(Available records Opens)

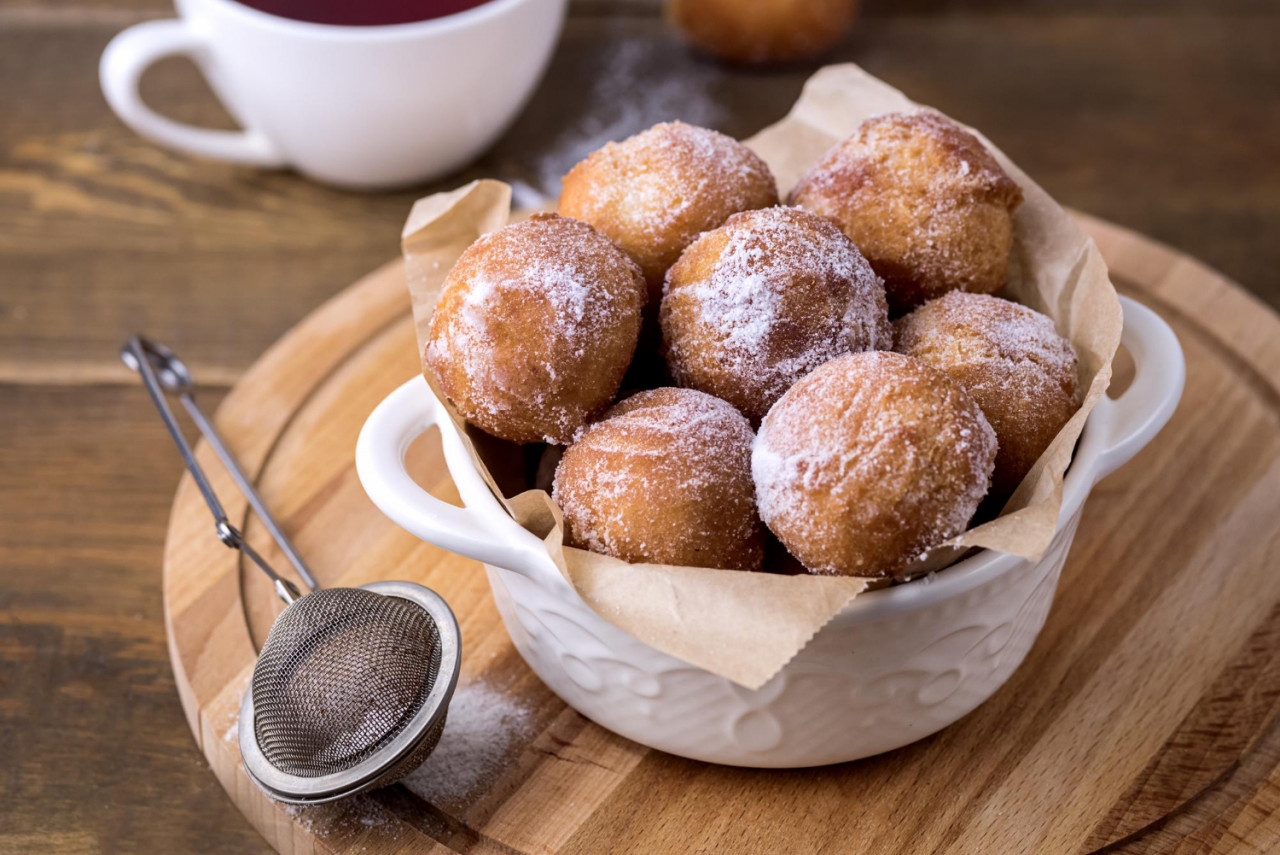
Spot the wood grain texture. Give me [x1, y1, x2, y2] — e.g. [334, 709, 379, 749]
[3, 2, 1279, 853]
[153, 218, 1280, 855]
[0, 385, 270, 854]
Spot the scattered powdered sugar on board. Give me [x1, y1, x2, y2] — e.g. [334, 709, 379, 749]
[222, 710, 239, 744]
[523, 34, 724, 196]
[283, 794, 401, 843]
[276, 680, 531, 842]
[402, 679, 534, 810]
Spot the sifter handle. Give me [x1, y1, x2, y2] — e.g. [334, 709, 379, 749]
[122, 336, 303, 604]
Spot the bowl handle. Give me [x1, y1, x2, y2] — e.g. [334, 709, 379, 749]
[1093, 296, 1186, 481]
[356, 375, 544, 575]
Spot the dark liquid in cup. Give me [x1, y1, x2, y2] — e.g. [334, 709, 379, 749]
[236, 0, 496, 26]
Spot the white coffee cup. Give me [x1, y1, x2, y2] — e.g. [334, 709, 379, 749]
[100, 0, 566, 189]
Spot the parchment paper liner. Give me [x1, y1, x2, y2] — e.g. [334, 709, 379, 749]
[400, 64, 1122, 689]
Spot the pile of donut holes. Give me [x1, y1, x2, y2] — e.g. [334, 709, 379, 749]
[426, 115, 1080, 579]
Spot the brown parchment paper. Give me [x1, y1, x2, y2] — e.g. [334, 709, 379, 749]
[400, 63, 1122, 689]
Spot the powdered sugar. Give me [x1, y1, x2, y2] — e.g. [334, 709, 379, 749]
[270, 682, 534, 838]
[662, 206, 890, 422]
[523, 35, 724, 198]
[456, 258, 593, 366]
[283, 795, 401, 843]
[402, 679, 533, 811]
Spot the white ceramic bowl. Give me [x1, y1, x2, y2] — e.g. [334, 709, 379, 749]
[357, 297, 1184, 767]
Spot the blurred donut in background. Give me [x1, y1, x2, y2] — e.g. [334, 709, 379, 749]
[667, 0, 858, 64]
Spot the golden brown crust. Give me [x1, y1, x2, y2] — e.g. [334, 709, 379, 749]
[553, 387, 765, 571]
[661, 206, 890, 423]
[425, 213, 646, 445]
[790, 112, 1023, 315]
[894, 291, 1079, 499]
[558, 121, 779, 306]
[753, 351, 996, 577]
[668, 0, 857, 64]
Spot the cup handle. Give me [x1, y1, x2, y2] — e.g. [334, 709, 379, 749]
[356, 375, 546, 576]
[99, 19, 286, 167]
[1093, 296, 1186, 481]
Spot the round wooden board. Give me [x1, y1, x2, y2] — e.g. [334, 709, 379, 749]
[162, 214, 1280, 855]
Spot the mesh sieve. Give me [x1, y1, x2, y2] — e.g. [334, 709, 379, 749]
[123, 336, 459, 804]
[251, 588, 442, 778]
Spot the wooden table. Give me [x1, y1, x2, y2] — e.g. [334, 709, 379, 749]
[2, 1, 1277, 852]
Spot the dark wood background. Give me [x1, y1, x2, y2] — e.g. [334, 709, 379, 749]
[2, 1, 1277, 852]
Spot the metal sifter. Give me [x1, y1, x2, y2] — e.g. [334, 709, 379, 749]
[123, 336, 460, 804]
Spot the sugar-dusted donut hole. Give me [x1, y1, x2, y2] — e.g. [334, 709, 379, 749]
[553, 388, 765, 571]
[791, 111, 1023, 315]
[895, 291, 1079, 500]
[425, 213, 646, 445]
[753, 351, 996, 577]
[661, 206, 890, 424]
[559, 121, 779, 306]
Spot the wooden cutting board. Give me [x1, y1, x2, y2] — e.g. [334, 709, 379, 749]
[162, 214, 1280, 855]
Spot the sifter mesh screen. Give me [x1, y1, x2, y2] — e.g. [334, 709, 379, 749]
[251, 588, 441, 778]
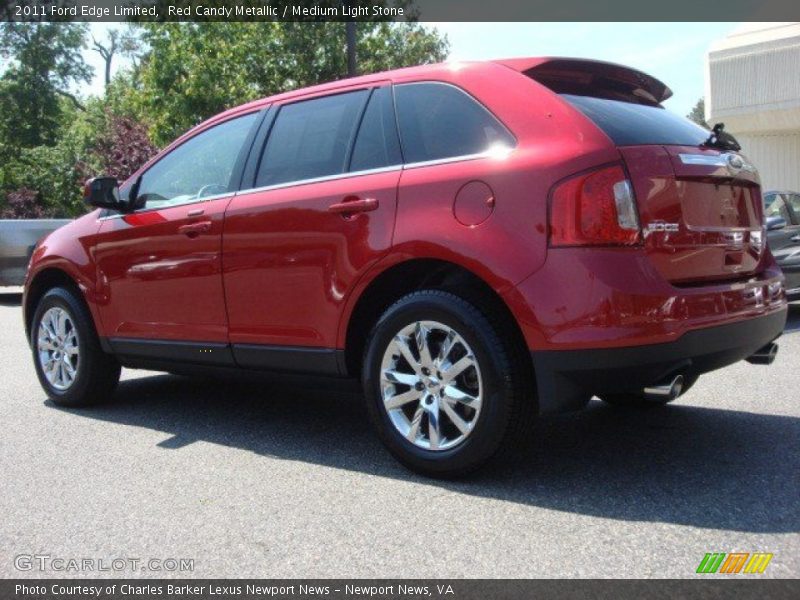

(Available records Closes)

Without including any picture, print every record exactly as written above.

Spot the wood grain texture. Give me [x1, y1, x2, y2] — e.g. [334, 709, 379, 749]
[3, 2, 1279, 853]
[153, 218, 1280, 855]
[0, 385, 270, 854]
Spot the scattered powdered sugar on board. Give me [x1, y1, x2, y2] — e.g. [334, 709, 379, 749]
[222, 710, 239, 744]
[523, 34, 724, 196]
[283, 794, 401, 843]
[276, 680, 531, 842]
[402, 679, 534, 810]
Spot the sifter handle. Give me [x1, y1, x2, y2] — e.g. [334, 709, 379, 749]
[122, 336, 303, 604]
Spot the bowl handle. Give me [x1, y1, x2, y2] — e.g. [334, 709, 379, 749]
[1093, 296, 1186, 481]
[356, 375, 544, 575]
Spot the dark liquid in cup. Give me [x1, y1, x2, y2] — e.g. [334, 709, 379, 749]
[236, 0, 496, 26]
Spot the white coffee cup. Give me [x1, y1, x2, y2] — e.g. [334, 709, 379, 749]
[100, 0, 566, 189]
Spot the parchment paper liner. Give me [x1, y1, x2, y2] — e.g. [334, 709, 379, 749]
[400, 64, 1122, 689]
Spot the pile of donut holes. Give me [x1, y1, x2, y2] — e.g. [334, 709, 379, 749]
[426, 115, 1080, 579]
Spot the brown parchment paper. Give me [x1, y1, x2, y2] — e.g. [334, 709, 379, 749]
[400, 63, 1122, 689]
Spot the powdered sugar. Give me [x1, y1, x2, y2] — e.g. [334, 709, 379, 749]
[270, 682, 534, 838]
[662, 206, 890, 422]
[523, 35, 724, 198]
[456, 258, 593, 366]
[283, 795, 401, 843]
[402, 679, 533, 811]
Spot the white ceramic bowl. Give me [x1, y1, x2, y2] — e.g. [334, 709, 379, 749]
[357, 297, 1184, 767]
Spot the blurred donut in background. Give me [x1, y1, x2, y2] — e.g. [334, 709, 379, 749]
[667, 0, 858, 64]
Spot the golden brown crust. Give me [x1, y1, x2, y2] — e.g. [334, 709, 379, 749]
[553, 387, 765, 571]
[661, 206, 890, 423]
[425, 213, 646, 445]
[790, 112, 1023, 315]
[894, 291, 1079, 499]
[558, 121, 779, 306]
[753, 351, 996, 577]
[668, 0, 857, 64]
Spot the cup handle. Give me [x1, y1, x2, y2] — e.g. [334, 709, 379, 749]
[356, 375, 546, 576]
[99, 19, 286, 167]
[1093, 296, 1186, 481]
Spot the round wooden board. Give me [x1, y1, x2, y2] — e.g. [334, 709, 379, 749]
[162, 214, 1280, 855]
Spot the mesh sieve. Give me [x1, y1, x2, y2] — e.g. [334, 709, 379, 749]
[123, 336, 459, 804]
[251, 588, 442, 778]
Spot the wooden table. Give me [x1, y1, x2, y2] — e.g. [334, 709, 379, 749]
[2, 1, 1277, 852]
Spot the dark wood background. Give me [x1, y1, x2, y2] — e.g. [334, 709, 379, 749]
[2, 1, 1277, 852]
Spot the metal sifter. Give me [x1, y1, x2, y2] — e.g. [334, 709, 379, 749]
[123, 336, 460, 804]
Spot the sugar-dusted donut hole. Give me [x1, y1, x2, y2] — e.g. [334, 709, 379, 749]
[553, 388, 765, 571]
[791, 111, 1023, 315]
[895, 291, 1079, 500]
[425, 213, 646, 445]
[753, 351, 996, 577]
[661, 206, 890, 424]
[559, 121, 779, 306]
Spot the wooden cutting board. Give me [x1, y1, x2, y2] — e.g. [334, 709, 379, 749]
[162, 214, 1280, 855]
Spot the sifter mesh screen. Give me [x1, y1, x2, y2] — e.g. [334, 709, 379, 749]
[251, 588, 441, 778]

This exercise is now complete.